======== RECORDS TO USE

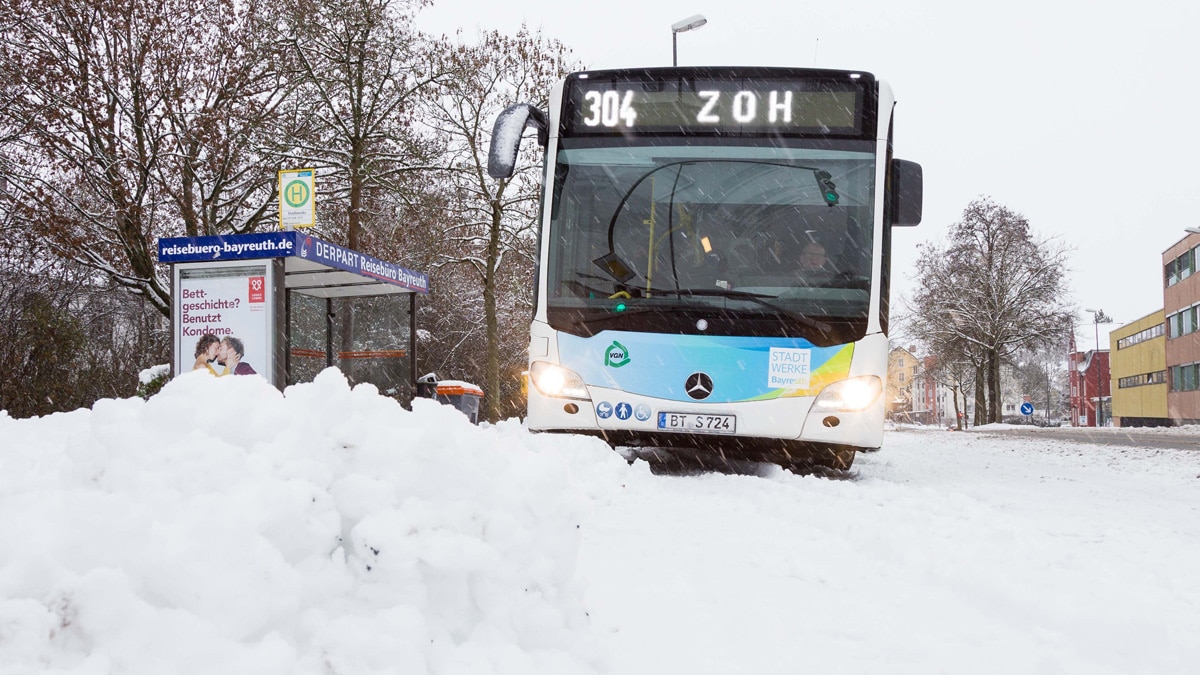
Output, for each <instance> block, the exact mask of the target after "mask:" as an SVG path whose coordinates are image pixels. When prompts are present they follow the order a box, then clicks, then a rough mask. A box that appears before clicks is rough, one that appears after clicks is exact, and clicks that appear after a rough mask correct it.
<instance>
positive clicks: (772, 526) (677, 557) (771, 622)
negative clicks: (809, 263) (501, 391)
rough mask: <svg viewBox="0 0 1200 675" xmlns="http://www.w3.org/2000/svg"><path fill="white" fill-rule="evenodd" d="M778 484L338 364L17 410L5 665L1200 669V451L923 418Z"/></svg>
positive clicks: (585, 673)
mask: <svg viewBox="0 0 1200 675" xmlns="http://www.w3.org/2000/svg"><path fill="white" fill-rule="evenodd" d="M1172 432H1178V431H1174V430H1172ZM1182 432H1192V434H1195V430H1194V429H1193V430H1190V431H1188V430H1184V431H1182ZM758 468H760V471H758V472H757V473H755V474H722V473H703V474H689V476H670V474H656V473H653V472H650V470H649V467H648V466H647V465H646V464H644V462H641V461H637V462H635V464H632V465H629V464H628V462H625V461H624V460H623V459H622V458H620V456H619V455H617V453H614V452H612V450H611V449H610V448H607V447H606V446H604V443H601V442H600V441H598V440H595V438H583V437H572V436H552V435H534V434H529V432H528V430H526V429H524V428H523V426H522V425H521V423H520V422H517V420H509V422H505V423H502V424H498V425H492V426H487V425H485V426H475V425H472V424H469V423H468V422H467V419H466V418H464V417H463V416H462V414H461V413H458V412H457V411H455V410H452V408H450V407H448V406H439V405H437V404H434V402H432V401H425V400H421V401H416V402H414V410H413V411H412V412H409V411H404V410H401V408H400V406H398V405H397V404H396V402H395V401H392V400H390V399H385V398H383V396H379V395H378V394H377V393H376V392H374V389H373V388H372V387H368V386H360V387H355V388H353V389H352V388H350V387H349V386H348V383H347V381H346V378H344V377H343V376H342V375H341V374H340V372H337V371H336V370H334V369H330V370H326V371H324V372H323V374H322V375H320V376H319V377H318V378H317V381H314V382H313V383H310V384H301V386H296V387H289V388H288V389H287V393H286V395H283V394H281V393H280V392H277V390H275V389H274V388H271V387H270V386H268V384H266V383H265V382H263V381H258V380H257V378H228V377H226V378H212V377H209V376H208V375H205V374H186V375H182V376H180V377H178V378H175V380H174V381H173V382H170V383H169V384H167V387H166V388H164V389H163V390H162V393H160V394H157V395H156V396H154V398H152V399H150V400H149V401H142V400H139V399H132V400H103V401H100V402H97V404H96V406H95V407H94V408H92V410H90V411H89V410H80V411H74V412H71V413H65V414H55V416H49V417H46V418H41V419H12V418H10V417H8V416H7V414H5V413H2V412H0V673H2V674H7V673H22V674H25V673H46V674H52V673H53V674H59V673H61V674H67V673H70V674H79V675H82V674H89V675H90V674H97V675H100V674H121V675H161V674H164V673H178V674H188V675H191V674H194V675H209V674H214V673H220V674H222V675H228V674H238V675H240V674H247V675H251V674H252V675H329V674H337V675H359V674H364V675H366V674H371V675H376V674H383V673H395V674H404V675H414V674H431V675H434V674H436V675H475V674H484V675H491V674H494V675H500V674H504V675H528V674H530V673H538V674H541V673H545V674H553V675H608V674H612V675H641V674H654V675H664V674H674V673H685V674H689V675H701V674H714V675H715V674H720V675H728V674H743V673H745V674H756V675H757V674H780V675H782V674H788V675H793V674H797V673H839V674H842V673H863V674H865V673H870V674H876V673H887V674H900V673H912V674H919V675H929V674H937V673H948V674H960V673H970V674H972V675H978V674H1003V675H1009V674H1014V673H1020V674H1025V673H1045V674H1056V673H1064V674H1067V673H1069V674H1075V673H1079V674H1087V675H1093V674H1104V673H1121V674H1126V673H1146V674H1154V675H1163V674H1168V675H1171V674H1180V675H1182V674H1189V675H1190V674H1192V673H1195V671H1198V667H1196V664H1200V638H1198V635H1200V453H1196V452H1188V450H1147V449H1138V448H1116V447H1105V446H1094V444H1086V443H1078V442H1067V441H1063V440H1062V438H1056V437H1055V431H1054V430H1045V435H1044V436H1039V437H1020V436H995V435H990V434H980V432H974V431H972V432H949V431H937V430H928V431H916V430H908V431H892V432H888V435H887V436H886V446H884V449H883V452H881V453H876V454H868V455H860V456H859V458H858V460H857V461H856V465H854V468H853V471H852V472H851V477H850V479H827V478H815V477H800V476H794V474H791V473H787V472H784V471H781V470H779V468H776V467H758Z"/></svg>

================

§ WHAT TO DO
Repeat the data exactly as written, but without the pictures.

§ RESPONSE TO THE TASK
Output, for each <instance> block, the exact mask of the target after "mask:" as an SVG path whose coordinates are image pixels. When prompts are present they follow the order a box, then clicks, then a rough mask. A box that appears before clicks is rough, one that appears after clicks is exact, and clicks that appear after a rough mask correct it.
<instance>
positive clicks: (772, 526) (677, 557) (771, 622)
negative clicks: (809, 263) (501, 391)
rough mask: <svg viewBox="0 0 1200 675" xmlns="http://www.w3.org/2000/svg"><path fill="white" fill-rule="evenodd" d="M778 484L338 364L17 410L5 665L1200 669V451L923 418Z"/></svg>
positive clicks: (585, 673)
mask: <svg viewBox="0 0 1200 675" xmlns="http://www.w3.org/2000/svg"><path fill="white" fill-rule="evenodd" d="M1172 432H1178V431H1174V430H1172ZM1182 432H1192V434H1195V430H1194V429H1193V430H1190V431H1188V430H1184V431H1182ZM758 468H760V471H758V472H757V473H755V474H722V473H703V474H689V476H670V474H656V473H653V472H650V470H649V467H648V466H647V465H646V464H644V462H641V461H637V462H635V464H632V465H629V464H628V462H625V461H624V460H623V459H622V458H620V456H619V455H617V453H614V452H612V450H611V449H610V448H607V447H606V446H604V443H601V442H600V441H598V440H595V438H583V437H572V436H552V435H534V434H529V432H528V430H526V429H524V428H523V426H522V425H521V423H520V422H517V420H509V422H505V423H502V424H498V425H492V426H487V425H485V426H475V425H472V424H469V423H468V422H467V419H466V418H464V417H463V416H462V414H461V413H458V412H457V411H455V410H452V408H450V407H448V406H439V405H437V404H434V402H432V401H425V400H421V401H416V402H414V410H413V411H412V412H409V411H404V410H401V408H400V406H398V405H397V404H396V402H395V401H392V400H390V399H385V398H383V396H379V395H378V394H377V393H376V392H374V389H373V388H372V387H368V386H360V387H355V388H353V389H352V388H350V387H349V386H348V383H347V381H346V378H344V377H343V376H342V375H341V374H340V372H337V371H336V370H334V369H330V370H326V371H324V372H323V374H322V375H320V376H319V377H318V378H317V381H314V382H313V383H310V384H301V386H296V387H289V388H288V389H287V393H286V395H283V394H281V393H280V392H277V390H275V389H274V388H271V387H270V386H268V384H266V383H265V382H263V381H258V380H257V378H228V377H226V378H212V377H209V376H208V375H205V374H186V375H182V376H180V377H178V378H175V380H174V381H173V382H170V383H169V384H167V387H166V388H164V389H163V390H162V393H160V394H157V395H156V396H154V398H152V399H150V400H149V401H142V400H139V399H132V400H103V401H100V402H97V404H96V406H95V407H94V408H92V410H90V411H89V410H80V411H74V412H71V413H65V414H55V416H49V417H46V418H41V419H12V418H10V417H8V416H7V414H5V413H2V412H0V673H2V674H7V673H22V674H25V673H46V674H52V673H53V674H59V673H61V674H67V673H70V674H79V675H82V674H89V675H90V674H97V675H100V674H121V675H161V674H164V673H178V674H188V675H191V674H194V675H209V674H214V673H220V674H222V675H228V674H238V675H240V674H247V675H251V674H252V675H329V674H337V675H359V674H364V675H366V674H371V675H376V674H383V673H395V674H404V675H414V674H431V675H434V674H436V675H475V674H484V675H491V674H494V675H500V674H504V675H528V674H530V673H538V674H541V673H545V674H553V675H608V674H612V675H641V674H654V675H664V674H674V673H685V674H689V675H701V674H714V675H715V674H720V675H728V674H743V673H745V674H756V675H757V674H780V675H782V674H788V675H793V674H797V673H839V674H842V673H863V674H865V673H870V674H876V673H887V674H900V673H912V674H919V675H929V674H937V673H948V674H960V673H970V674H972V675H978V674H1003V675H1009V674H1014V673H1020V674H1025V673H1045V674H1056V673H1064V674H1067V673H1069V674H1075V673H1079V674H1087V675H1093V674H1104V673H1121V674H1126V673H1146V674H1154V675H1163V674H1168V675H1171V674H1180V675H1182V674H1189V675H1190V674H1192V673H1195V671H1198V667H1196V664H1200V638H1198V635H1200V453H1196V452H1188V450H1147V449H1138V448H1116V447H1105V446H1094V444H1086V443H1078V442H1067V441H1063V440H1062V438H1056V437H1055V431H1054V430H1045V435H1044V436H1039V437H1020V436H995V435H990V434H980V432H974V431H972V432H949V431H937V430H928V431H916V430H908V431H892V432H888V435H887V436H886V446H884V449H883V452H881V453H876V454H868V455H860V456H859V458H858V460H857V461H856V465H854V468H853V471H852V472H851V477H850V479H827V478H815V477H800V476H794V474H791V473H787V472H784V471H781V470H779V468H776V467H758Z"/></svg>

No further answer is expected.